* _REQUIREMENTS_:
- a) List every abbreviation in the land-use blog posts that appears in parentheses right after the full name it stands for.
- b) Answer these questions from the land-use blog posts, one line each:
(i) In what year was the Handbook first issued?
(ii) How many pages long was the court's decision?
(iii) Which town refused the church permission to build?
- c) Output the part of the land-use blog posts starting with "In a 206 page" and going on through "exercise under RLUIPA.".

Posted On: August 25, 2010

N.Y. DEC Issues Updated SEQRA Handbook

The New York Department of Environmental Conservation (DEC) has issued a new SEQRA Handbook. The Handbook was first issued in 1982 and then updated in 1992. The SEQRA regulations were revised in 1996, but no update of the Handbook followed. Now it has finally been updated. Its purpose is described by the DEC as follows:

"The SEQR Handbook provides agencies, project sponsors, and the public with a practical reference guide to the procedures prescribed by the State Environmental Quality Review Act (SEQR)--Article 8 of the Environmental Conservation Law. It addresses common questions that arise during the process of applying SEQR. The Handbook also attempts to address the needs of individuals who have varying degrees of experience with SEQR. Topics range from an introduction to the basic SEQR process to discussions of important procedural and substantive details."

-Steven Silverberg

Posted On: August 16, 2010

Court Finds Westchester Town Violated RLUIPA and Overturns SEQRA Findings

In a 206 page decision, the U.S. District Court for the Southern District of New York found the Town of Greenburgh had violated the Religious Land Use and Institutionalized Persons Act (RLUIPA) when it refused to grant a church permission to build a new building, for what the court termed “contrived” reasons. In Fortress Bible Church v. Feiner, the Court found, contrary to the claim of the Town, that the State Environmental Quality Review Act (SEQRA) constitutes an individualized assessment of a land use application, that the review falls within the RLUIPA definition of land use regulation as the application of SEQRA “can limit or restrict a claimant’s use or development of land” and that the actions of the Town in issuing findings pursuant to SEQRA, which limited the use of the Church’s property, constitute a “substantial burden” on religious exercise under RLUIPA.

The Court was no doubt brought to this conclusion in large part by its finding that the “majority” of the Town’s witnesses were lacking in credibility. The Court went so far as to find “not only the admitted destruction of probative evidence, but the existence of evidence relevant to the issues before this Court that Defendants never produced to Plaintiffs. Outrageously, Defendants attempted to enter such previously undisclosed documents into evidence during trial.” The Court therefore held “that the conduct of Defendants warrants both an adverse inference based on spoliation of evidence and sanctions.”

The Court reviewed the history of RLUIPA and its purpose to “protect against inter alia ‘subtle forms of discrimination.’” It then went on to note that under RLUIPA, once a plaintiff demonstrates that conduct in implementing a land use regulation imposes a substantial burden upon religious exercise, the burden shifts to the defendant to demonstrate that the burden imposed is “in furtherance of a compelling governmental interest and is the least restrictive means of furthering that compelling governmental interest.” The Court found that the activities at issue fall within the jurisdiction of RLUIPA noting that a number of courts have held that construction of a church implicates interstate commerce. It further found that since the activities of the church will support missionary efforts that too implicate interstate and international commerce.

* _RECORDED INFORMATION_:
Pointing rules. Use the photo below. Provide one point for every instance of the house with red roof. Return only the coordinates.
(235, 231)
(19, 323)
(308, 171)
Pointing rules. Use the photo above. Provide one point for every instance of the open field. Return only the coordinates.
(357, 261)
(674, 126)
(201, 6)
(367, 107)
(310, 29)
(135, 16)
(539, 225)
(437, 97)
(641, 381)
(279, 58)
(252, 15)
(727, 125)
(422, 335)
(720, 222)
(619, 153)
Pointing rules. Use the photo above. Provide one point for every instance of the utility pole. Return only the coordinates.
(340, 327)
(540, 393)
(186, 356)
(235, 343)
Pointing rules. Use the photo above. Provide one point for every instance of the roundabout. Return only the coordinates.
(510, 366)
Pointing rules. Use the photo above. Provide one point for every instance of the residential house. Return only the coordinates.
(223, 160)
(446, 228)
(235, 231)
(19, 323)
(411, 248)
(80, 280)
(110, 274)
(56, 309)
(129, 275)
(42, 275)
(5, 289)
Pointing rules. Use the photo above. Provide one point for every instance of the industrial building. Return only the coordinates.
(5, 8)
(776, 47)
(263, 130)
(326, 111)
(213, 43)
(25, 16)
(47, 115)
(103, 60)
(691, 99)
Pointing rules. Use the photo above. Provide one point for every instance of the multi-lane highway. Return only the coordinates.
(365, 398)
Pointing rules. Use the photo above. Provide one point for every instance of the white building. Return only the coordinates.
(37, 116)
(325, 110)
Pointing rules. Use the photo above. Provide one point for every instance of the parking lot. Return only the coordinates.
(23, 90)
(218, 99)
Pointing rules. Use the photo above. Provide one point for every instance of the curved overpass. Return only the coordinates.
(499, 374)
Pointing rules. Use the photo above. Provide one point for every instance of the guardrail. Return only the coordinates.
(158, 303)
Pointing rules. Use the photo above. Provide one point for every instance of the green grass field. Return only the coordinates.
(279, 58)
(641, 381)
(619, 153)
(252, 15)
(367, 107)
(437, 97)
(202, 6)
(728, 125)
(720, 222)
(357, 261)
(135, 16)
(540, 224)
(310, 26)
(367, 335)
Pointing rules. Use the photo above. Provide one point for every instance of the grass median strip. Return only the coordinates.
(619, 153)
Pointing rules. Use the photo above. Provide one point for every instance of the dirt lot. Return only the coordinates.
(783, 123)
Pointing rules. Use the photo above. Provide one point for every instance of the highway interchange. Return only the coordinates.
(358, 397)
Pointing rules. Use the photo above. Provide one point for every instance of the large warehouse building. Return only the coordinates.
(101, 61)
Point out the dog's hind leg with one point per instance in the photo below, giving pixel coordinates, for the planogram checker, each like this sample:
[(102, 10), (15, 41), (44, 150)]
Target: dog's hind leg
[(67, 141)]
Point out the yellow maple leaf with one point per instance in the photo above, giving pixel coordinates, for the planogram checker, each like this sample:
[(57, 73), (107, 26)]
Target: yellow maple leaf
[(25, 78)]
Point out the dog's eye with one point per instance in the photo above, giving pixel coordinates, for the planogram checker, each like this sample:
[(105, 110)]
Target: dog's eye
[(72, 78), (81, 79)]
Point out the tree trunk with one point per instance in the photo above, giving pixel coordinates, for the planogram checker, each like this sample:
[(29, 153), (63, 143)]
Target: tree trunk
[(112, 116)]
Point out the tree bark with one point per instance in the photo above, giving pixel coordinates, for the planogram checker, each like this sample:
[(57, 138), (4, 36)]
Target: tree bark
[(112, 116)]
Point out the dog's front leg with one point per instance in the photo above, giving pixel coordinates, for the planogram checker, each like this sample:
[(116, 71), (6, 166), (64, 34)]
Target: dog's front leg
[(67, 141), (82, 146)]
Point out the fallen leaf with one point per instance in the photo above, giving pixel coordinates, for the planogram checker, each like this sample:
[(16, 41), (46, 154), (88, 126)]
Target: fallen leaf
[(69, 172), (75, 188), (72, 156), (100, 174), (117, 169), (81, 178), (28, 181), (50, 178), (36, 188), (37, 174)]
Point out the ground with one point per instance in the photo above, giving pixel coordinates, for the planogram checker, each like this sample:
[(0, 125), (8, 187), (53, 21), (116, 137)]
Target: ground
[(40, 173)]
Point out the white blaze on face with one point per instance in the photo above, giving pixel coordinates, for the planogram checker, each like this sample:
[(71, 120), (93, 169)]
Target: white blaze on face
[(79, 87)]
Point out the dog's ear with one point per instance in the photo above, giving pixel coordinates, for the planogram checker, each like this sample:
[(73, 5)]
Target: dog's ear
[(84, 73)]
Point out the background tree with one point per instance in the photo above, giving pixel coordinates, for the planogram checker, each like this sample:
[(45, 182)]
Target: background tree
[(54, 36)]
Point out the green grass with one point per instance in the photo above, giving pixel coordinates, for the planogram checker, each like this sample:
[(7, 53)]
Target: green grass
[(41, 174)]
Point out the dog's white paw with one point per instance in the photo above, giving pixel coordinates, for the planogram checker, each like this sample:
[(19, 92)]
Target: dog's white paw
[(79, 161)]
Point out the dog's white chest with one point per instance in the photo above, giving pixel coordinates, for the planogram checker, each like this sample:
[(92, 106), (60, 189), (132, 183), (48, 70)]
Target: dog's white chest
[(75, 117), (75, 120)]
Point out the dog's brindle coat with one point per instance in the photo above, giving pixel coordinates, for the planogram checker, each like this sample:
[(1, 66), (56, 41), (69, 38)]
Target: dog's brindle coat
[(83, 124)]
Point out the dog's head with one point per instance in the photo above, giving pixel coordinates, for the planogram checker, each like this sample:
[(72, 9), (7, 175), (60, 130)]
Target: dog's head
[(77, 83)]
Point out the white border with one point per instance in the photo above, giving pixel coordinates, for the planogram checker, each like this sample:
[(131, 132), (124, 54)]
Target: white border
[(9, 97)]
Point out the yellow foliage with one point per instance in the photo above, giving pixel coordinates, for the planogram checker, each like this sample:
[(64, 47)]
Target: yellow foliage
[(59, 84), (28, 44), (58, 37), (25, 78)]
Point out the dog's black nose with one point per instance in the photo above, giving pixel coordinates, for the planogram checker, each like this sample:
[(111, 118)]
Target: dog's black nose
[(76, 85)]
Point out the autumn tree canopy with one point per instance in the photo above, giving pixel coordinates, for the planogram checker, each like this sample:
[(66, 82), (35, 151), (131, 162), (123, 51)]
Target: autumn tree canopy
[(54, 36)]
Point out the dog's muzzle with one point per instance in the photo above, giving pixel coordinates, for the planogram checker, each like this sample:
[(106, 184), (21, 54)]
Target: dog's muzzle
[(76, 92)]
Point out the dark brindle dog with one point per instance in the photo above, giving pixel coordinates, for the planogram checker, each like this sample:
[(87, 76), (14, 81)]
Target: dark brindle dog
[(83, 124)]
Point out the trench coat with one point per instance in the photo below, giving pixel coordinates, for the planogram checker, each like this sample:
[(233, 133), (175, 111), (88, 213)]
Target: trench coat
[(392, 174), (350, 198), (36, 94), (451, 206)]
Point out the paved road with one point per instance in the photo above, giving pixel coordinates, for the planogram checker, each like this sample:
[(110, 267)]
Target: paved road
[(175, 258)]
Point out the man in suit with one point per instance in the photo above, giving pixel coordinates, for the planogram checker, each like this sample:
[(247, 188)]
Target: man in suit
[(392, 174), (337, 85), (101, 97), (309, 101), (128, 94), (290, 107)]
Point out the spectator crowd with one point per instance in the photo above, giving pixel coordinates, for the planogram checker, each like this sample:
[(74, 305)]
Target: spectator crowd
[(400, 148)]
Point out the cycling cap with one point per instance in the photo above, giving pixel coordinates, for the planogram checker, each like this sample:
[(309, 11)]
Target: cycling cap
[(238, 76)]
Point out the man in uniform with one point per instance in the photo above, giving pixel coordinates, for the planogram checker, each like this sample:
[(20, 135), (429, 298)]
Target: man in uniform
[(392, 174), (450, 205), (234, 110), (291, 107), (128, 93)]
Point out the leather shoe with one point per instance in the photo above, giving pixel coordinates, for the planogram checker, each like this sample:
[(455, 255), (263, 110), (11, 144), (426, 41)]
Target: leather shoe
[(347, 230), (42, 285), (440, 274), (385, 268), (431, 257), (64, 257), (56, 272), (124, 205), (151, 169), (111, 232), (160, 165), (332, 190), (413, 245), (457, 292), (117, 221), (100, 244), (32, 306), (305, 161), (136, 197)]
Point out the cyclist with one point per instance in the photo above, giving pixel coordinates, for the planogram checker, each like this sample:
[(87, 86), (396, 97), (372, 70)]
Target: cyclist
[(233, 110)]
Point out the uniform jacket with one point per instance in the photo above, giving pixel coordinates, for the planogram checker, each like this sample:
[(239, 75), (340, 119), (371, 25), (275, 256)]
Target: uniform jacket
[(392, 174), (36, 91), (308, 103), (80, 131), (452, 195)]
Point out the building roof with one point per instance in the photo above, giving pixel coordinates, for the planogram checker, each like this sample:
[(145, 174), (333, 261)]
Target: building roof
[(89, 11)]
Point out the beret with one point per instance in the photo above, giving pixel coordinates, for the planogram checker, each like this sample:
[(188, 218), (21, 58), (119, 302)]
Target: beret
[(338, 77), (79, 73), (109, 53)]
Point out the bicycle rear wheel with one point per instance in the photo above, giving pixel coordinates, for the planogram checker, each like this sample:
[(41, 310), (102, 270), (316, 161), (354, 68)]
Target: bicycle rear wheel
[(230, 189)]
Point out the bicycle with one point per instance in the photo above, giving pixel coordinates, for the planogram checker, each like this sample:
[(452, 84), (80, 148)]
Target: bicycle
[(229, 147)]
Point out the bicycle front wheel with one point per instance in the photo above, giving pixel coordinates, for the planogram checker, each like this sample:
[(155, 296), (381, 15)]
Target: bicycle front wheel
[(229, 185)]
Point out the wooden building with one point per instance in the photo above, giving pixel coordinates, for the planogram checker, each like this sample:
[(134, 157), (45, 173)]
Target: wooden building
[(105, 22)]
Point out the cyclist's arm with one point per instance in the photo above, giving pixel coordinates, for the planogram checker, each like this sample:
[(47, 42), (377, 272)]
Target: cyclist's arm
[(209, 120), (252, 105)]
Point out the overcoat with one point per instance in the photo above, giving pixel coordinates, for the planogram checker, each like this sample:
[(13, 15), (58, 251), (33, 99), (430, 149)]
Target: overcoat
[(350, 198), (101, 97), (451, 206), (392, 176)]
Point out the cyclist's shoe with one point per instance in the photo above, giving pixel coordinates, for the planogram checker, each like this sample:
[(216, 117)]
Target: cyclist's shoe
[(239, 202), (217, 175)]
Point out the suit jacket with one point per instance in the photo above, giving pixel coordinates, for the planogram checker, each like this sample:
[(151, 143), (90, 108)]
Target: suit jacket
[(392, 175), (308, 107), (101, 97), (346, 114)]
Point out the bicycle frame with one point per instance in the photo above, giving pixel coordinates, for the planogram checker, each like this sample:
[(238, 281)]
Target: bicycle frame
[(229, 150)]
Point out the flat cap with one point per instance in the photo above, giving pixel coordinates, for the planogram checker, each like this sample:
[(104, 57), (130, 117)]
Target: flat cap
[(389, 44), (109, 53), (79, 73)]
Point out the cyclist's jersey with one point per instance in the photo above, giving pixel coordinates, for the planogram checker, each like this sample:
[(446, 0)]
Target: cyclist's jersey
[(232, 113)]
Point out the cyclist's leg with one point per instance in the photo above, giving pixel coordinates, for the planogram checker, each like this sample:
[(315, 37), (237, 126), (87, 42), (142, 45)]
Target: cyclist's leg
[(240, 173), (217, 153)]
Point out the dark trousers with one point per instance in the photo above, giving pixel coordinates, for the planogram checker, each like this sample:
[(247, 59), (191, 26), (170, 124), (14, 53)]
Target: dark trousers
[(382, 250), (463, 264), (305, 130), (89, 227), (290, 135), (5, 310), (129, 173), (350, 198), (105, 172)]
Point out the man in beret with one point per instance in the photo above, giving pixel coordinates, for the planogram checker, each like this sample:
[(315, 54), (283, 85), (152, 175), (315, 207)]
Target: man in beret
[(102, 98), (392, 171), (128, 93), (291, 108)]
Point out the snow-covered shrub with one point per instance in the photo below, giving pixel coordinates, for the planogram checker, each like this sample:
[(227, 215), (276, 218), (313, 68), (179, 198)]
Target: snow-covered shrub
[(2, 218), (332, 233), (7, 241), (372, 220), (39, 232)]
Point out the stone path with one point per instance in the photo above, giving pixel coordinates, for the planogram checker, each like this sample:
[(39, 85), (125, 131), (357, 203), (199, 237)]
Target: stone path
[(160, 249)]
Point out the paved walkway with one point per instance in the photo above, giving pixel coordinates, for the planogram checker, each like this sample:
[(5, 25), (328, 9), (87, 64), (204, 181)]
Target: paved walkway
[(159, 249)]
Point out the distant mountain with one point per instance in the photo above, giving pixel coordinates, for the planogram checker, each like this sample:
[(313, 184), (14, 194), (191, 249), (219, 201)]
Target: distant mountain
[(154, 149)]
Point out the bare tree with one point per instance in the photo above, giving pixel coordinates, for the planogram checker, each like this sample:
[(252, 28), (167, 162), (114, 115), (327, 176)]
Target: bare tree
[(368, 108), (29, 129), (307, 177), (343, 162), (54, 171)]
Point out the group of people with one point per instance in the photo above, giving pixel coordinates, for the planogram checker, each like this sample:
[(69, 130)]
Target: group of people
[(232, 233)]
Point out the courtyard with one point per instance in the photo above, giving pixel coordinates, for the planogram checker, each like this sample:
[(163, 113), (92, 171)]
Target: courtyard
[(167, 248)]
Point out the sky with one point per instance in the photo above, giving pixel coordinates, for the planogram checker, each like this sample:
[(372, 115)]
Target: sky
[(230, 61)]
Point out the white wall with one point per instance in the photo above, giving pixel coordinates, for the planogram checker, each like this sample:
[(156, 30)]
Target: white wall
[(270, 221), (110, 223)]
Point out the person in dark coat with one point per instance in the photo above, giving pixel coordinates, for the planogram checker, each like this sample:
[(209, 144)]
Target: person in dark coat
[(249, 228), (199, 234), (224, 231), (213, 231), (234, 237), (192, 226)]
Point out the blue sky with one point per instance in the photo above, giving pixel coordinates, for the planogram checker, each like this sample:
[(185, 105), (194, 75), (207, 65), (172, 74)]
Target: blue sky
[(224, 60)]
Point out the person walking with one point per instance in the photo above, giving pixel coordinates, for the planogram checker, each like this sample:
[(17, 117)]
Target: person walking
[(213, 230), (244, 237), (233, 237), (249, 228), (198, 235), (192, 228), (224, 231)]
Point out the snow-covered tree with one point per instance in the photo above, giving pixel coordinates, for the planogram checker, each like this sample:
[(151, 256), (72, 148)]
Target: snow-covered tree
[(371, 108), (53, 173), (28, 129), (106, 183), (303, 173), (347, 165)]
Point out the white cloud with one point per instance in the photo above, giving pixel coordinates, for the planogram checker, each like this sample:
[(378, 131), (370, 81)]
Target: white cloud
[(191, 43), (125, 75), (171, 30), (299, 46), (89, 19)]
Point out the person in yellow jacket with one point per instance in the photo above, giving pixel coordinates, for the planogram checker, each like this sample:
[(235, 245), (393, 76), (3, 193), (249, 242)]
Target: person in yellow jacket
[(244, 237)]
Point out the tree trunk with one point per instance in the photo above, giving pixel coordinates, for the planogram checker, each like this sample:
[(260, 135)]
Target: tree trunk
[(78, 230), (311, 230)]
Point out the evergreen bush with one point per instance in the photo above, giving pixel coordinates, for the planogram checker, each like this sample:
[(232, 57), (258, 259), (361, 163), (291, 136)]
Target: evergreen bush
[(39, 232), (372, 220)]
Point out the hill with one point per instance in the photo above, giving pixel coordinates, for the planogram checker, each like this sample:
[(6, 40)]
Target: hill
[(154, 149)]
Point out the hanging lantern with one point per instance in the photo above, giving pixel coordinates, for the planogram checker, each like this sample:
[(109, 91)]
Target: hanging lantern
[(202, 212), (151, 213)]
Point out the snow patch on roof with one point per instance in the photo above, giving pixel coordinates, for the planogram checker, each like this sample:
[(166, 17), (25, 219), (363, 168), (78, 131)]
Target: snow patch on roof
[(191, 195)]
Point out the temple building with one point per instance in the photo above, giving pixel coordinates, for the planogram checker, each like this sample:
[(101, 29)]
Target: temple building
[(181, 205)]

* _RESPONSE LIST_:
- a)
DEC
SEQR
RLUIPA
SEQRA

- b)
(i) 1982
(ii) 206
(iii) The Town of Greenburgh

- c)
In a 206 page decision, the U.S. District Court for the Southern District of New York found the Town of Greenburgh had violated the Religious Land Use and Institutionalized Persons Act (RLUIPA) when it refused to grant a church permission to build a new building, for what the court termed “contrived” reasons. In Fortress Bible Church v. Feiner, the Court found, contrary to the claim of the Town, that the State Environmental Quality Review Act (SEQRA) constitutes an individualized assessment of a land use application, that the review falls within the RLUIPA definition of land use regulation as the application of SEQRA “can limit or restrict a claimant’s use or development of land” and that the actions of the Town in issuing findings pursuant to SEQRA, which limited the use of the Church’s property, constitute a “substantial burden” on religious exercise under RLUIPA.